CONSIGNE:
Répondez à ces questions sur le texte consacré aux achats de Noël :
(a) Que déplorent les analystes financiers ?
(b) À quoi ce matérialisme est-il désormais fortement attaché ?
(c) Que préfèrent les hommes à une longue journée dans un centre commercial ?

TEXTE SOURCE:
________________________
Ces jours de fêtes de Noël sont écoulés, et en même temps se calment les vagues de matérialisme intégral et d’appétit de consommation. Et, par-dessus çà, les analystes financiers déplorent une activité commerciale « insuffisante » pour soutenir l’économie tandis que les moralistes trouvent que les cohues ainsi mobilisées deviennent de plus en plus envahissantes, couvrant tout le reste.
On peut s’interroger là-dessus. Si notre économie est tellement dépendante des achats de Noël, même ceux qui pensent que les marchés assurent un équilibre convenable dans un monde chancelant de distribution de biens et services doivent réfléchir. Non pas parce que nous vivons dans une société de commerce — toutes les sociétés en font à peu près autant, et c’est tant-mieux. Il s’agit de cette sorte de matérialisme désormais fortement attaché à une fête religieuse.
Est-ce à cause de nombreux autres signes inquiétants en ce moment en Amérique, je me sens un peu plus indulgent que naguère envers cette folie d’achats. Ce qui signifie essentiellement que commence une année où votre épouse, même équipée de vingt paires de chaussures et d’une penderie pleine de vêtements « n’a plus rien à se mettre ». Pour moi, les femmes trouvent leur détente en courant les magasins, alors que les hommes préfèrent se prélasser au bord de l’eau plutôt que passer une longue journée dans un centre commercial. Les hommes, c’est caractéristique, préfèrent le dernier modèle de perceuse électrique ou d’appareil électronique, mais ces habitudes de consommation, tout-à-fait normales, bien que peu propices à la spiritualité, se prêtent moins à la critique que d’autres formes de matérialisme.
________________________
SEGMENT DE DONNÉES:

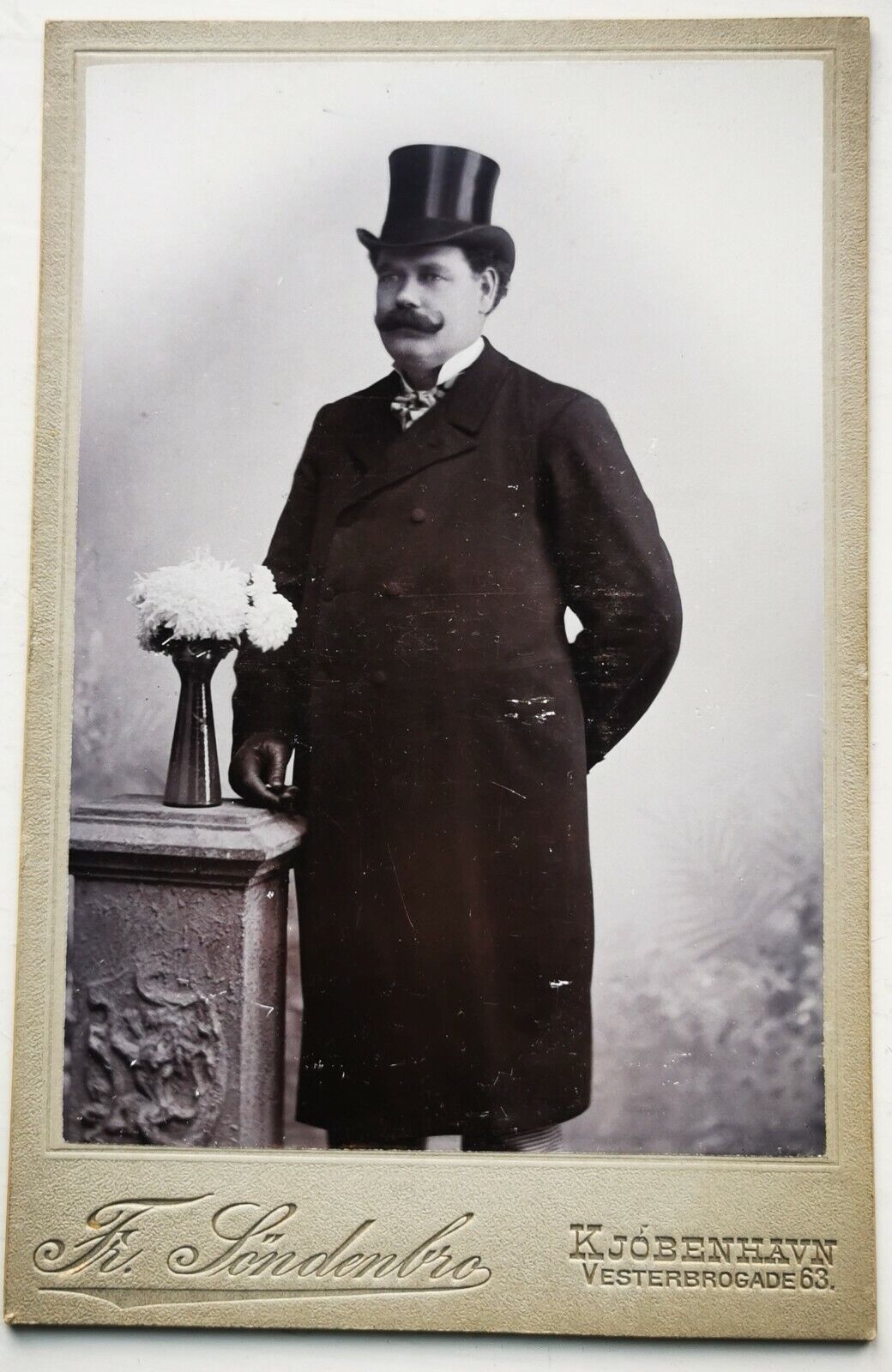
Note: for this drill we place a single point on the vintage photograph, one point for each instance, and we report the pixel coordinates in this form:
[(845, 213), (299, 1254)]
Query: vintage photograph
________________________
RÉPONSE COMPLÈTE:
(a) Ils déplorent une activité commerciale « insuffisante » pour soutenir l'économie.
(b) Il est désormais fortement attaché à une fête religieuse.
(c) Ils préfèrent se prélasser au bord de l'eau.